Assignment 1:
In the Dylan passage, what year did Kosgro land on Dylan?
Assignment 2:
Condense the paragraph of the Dylan passage that begins "It is worse for Kosgro" into a shorter version that keeps its main facts.

Text:
★ ★ ★ ★ ★ ★ ★

Then they find out the hard way that a few weeks in Faerie mean decades have passed on Dylan. It is now 2483, sixty-one years later.

It is worse for Kosgro. He was a first-in scout who landed on Dylan in 2301 before it was colonized. He too was snatched into the land of Faerie while 182 years passed on Dylan. When Dylan was colonized, the colonists saw the old locked scout spaceship. Since they couldn't open it, they dragged it to the museum and forgot about it.

Kilda, the children, and Kosgro are eventually found by the authorities: Weygil and Cury. It turns out that the colony is mostly abandoned now, due to The War.)

      (Weygil said) "The matter was only dropped when the war broke out. After that no one had any time."
     (Kilda asked)" What war?"

★ ★ ★ ★ ★ ★ ★

Data under study:
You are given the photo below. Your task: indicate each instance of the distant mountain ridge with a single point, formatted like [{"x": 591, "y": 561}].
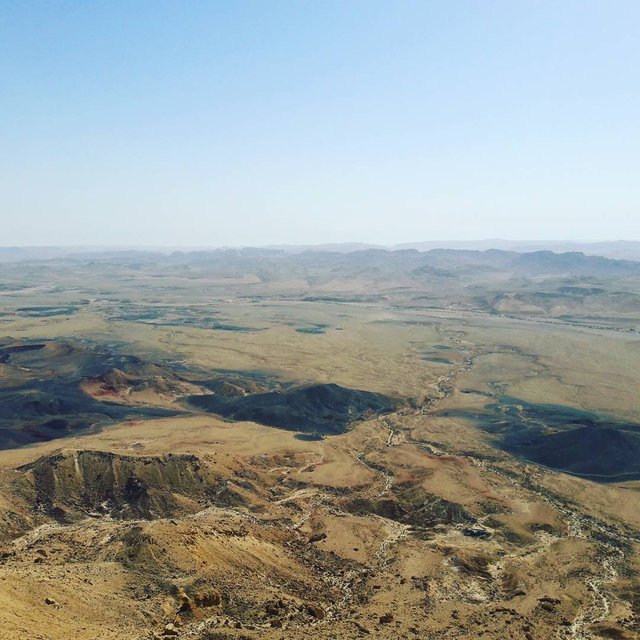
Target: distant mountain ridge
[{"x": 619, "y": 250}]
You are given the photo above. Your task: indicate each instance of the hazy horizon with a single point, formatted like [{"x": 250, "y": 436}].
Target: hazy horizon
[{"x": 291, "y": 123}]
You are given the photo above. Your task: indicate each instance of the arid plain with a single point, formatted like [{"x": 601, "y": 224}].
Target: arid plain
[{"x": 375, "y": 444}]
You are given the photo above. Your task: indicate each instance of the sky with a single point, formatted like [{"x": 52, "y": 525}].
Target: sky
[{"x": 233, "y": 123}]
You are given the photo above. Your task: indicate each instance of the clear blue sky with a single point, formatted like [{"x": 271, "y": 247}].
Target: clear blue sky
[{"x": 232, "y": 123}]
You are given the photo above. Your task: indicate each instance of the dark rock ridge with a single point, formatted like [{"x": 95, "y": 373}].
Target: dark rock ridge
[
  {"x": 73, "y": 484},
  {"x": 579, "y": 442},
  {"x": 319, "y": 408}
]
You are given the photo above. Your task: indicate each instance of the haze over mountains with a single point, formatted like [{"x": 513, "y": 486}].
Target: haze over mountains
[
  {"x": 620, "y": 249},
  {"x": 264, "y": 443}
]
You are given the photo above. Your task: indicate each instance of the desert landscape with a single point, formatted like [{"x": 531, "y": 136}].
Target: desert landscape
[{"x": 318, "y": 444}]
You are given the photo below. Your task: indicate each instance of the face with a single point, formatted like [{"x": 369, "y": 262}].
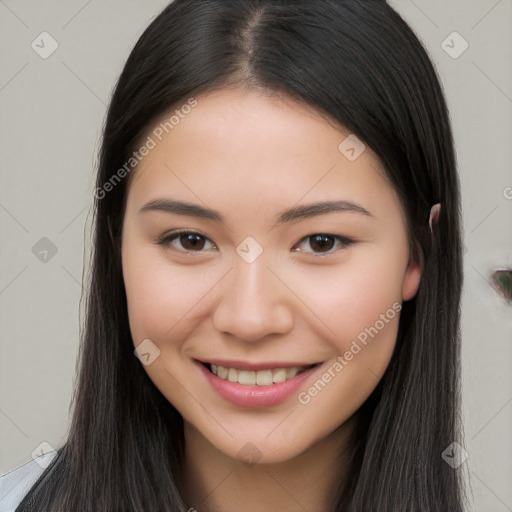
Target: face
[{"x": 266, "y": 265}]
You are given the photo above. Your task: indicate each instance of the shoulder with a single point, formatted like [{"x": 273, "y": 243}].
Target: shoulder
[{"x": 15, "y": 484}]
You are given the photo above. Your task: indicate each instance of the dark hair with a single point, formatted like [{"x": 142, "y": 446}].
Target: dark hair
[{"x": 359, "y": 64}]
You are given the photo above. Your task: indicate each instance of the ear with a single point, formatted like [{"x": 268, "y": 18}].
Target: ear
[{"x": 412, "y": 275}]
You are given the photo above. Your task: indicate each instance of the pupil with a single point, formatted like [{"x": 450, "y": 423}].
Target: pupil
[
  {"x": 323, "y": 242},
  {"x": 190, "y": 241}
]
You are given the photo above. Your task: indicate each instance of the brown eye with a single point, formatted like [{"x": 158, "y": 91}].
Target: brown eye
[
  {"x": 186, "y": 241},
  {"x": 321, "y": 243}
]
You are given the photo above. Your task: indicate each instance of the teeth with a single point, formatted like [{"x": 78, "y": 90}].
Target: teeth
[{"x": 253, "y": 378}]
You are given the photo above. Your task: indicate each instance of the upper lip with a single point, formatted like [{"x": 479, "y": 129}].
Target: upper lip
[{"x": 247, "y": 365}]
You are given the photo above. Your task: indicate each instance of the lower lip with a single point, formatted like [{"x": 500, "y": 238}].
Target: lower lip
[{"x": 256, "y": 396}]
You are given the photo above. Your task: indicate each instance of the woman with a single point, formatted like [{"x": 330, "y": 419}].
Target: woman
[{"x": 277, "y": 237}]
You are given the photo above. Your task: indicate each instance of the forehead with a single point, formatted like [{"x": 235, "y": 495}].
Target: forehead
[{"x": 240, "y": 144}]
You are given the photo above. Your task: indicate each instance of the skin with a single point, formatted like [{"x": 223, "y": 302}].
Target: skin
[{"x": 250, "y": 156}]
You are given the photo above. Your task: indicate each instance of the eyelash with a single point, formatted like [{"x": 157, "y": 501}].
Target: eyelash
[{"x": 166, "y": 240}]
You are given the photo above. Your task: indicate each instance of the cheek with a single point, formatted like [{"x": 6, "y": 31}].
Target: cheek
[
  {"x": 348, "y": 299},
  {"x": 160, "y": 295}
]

★ ★ ★ ★ ★ ★ ★

Reply 1:
2301

Reply 2:
Kosgro, a first-in scout, landed on Dylan in 2301 before colonization and was also taken into Faerie while 182 years passed on Dylan. The colonists, unable to open his locked spaceship, dragged it to the museum and forgot it.